◆ **What this exercise asks**
- 1) Answer these questions about the pro-cumulin text:
(a) What concentration of pro-cumulin were the porcine cumulus-oocyte complexes treated with?
(b) According to which criteria was morphological cumulus expansion scored at 22 h?
(c) How many replicate experiments do the reported means ± S.E. come from?
- 2) Extend the pro-cumulin text past its final sentence.

◆ **Study text**
====================
Pro-cumulin, but not mature cumulin, is a potent stimulator of oocyte developmental competence. A porcine in vitro experimental model of low oocyte developmental competence was used to examine the effect of the various growth factors on oocyte quality. Porcine cumulus-oocyte complexes were treated with vehicle, 20 ng/ml pro-cumulin, 20 ng/ml mature covalent cumulin, 100 ng/ml pro-GDF9, 100 ng/ml pro-BMP15, or 100 ng/ml of each of pro-GDF9 + pro-BMP15 for the first 22 h of oocyte in vitro maturation. A, morphological cumulus expansion was assessed and scored at 22 h according to the Vanderhyden criteria. Effects of the treatments on oocyte development competence were examined by assessing embryo development on day 7. B and C, blastocyst rate (B) and hatching blastocyst rate (C) [hatching or hatched blastocysts], both expressed as a percentage of the number of cleaved embryos. D, average blastocyst cell number. All values are represented as means ± S.E. from five replicate experiments. The bars with different letters indicate significant differences at p < 0.05 within the same graph.
====================
Dataset entries
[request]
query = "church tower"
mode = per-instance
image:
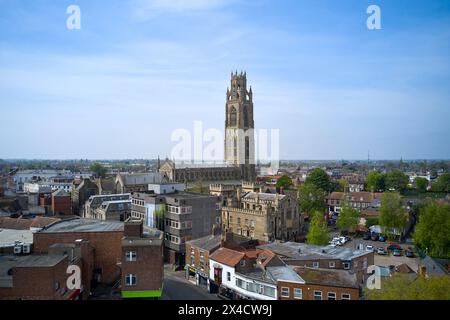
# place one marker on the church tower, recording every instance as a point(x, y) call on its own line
====================
◆ **Activity answers**
- 1)
(a) 20 ng/ml
(b) The Vanderhyden criteria
(c) Five

- 2)
FIGURE 9.

Homology model of mature GDF9. A, ribbon plot of human mature GDF9 highlighting the canonical dimer architecture. The two monomer subunits of the homodimer are colored in red and orange. The potential binding epitopes for the type I (wrist) and type II (knuckle) receptors are marked. The six cysteine residues forming the characteristic cysteine knot motif, as well as the serine residues replacing the cysteine residues, which are involved in the intermolecular disulfide bond found in other TGF-β members, are shown as sticks. B, as in A but rotated around the x axis by 90°. C, detail of the GDF9 dimer interface showing that interfacial amino acid residues are highly conserved between GDF9 and BMP15 (see also Fig. 10), suggesting that heterodimer formation (see Fig. 11) is very likely not impaired by steric or chemical restraints resulting from differences in the dimer interface.

FIGURE 10.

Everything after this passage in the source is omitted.